SET TASK: Locate each line in the items below that contains the string "water" with matching case, and copy every such line.

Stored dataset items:
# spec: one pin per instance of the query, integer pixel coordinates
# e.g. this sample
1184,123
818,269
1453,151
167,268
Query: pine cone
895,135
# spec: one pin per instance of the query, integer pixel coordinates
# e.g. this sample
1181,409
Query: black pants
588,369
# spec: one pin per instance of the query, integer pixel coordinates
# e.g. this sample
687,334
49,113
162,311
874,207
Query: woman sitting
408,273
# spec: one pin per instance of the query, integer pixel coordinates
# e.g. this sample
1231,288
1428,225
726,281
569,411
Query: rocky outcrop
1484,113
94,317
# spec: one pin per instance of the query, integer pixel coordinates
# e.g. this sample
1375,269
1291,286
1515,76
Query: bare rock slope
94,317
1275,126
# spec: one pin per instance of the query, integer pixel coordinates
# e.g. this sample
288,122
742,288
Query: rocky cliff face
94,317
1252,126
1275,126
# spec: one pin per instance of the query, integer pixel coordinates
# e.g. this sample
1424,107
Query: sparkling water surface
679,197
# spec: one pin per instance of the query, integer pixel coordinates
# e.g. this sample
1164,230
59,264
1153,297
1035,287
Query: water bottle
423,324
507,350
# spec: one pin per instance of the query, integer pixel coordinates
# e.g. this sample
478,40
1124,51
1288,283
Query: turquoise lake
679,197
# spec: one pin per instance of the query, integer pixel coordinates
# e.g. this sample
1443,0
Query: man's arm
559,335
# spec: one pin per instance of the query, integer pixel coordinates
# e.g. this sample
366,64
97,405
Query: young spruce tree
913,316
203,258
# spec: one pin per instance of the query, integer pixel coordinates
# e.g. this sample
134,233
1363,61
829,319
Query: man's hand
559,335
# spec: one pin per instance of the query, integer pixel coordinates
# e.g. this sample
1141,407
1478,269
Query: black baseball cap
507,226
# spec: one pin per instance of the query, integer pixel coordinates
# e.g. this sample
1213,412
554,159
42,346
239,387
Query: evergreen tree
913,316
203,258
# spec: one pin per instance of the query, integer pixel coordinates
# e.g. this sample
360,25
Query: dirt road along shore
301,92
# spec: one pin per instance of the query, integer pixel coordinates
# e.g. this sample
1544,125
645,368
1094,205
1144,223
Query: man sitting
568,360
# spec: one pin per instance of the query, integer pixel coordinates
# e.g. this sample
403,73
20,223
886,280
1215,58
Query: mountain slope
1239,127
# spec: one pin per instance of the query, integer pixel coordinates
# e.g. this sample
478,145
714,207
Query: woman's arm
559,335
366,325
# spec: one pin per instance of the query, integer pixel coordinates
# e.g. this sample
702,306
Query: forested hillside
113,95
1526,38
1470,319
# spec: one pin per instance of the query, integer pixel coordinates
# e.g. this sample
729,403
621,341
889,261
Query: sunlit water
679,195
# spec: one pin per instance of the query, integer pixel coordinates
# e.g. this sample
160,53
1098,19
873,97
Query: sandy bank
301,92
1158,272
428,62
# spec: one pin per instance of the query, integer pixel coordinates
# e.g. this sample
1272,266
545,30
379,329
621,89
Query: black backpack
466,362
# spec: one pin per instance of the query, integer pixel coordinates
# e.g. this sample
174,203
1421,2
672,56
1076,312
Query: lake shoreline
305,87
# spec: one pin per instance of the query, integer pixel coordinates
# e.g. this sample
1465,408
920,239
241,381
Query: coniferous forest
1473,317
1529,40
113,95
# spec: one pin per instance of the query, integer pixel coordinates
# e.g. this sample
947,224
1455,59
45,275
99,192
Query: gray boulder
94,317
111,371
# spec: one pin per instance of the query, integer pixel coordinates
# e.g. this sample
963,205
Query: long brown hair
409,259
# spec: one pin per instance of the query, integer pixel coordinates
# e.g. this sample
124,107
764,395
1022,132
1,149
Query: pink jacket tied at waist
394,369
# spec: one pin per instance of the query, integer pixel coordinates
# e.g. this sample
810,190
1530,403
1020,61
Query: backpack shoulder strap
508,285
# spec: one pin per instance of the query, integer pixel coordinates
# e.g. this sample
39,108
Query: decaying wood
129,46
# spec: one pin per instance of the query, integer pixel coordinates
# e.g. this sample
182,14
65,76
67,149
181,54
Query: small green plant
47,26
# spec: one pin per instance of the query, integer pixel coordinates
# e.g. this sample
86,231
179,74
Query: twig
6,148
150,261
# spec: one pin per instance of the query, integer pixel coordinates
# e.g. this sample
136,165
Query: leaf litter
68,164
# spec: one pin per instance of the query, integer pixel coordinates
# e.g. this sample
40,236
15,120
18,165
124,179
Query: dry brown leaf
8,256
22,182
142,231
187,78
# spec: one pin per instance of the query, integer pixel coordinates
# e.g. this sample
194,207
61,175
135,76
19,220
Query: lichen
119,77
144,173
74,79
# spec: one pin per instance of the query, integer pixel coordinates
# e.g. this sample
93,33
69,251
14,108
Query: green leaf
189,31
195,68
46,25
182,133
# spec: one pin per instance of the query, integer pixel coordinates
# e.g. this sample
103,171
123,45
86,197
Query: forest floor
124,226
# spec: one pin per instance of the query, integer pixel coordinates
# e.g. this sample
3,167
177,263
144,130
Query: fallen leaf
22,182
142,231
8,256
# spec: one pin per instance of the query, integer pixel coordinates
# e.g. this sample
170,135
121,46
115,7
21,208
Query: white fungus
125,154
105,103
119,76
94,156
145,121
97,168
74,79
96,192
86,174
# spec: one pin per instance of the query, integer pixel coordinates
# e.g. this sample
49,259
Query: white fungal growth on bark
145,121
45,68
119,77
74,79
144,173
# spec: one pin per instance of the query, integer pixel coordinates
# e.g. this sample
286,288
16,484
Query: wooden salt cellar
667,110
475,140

EXERCISE RESPONSE:
Query: sparkling water surface
Query: water bottle
Query: sunlit water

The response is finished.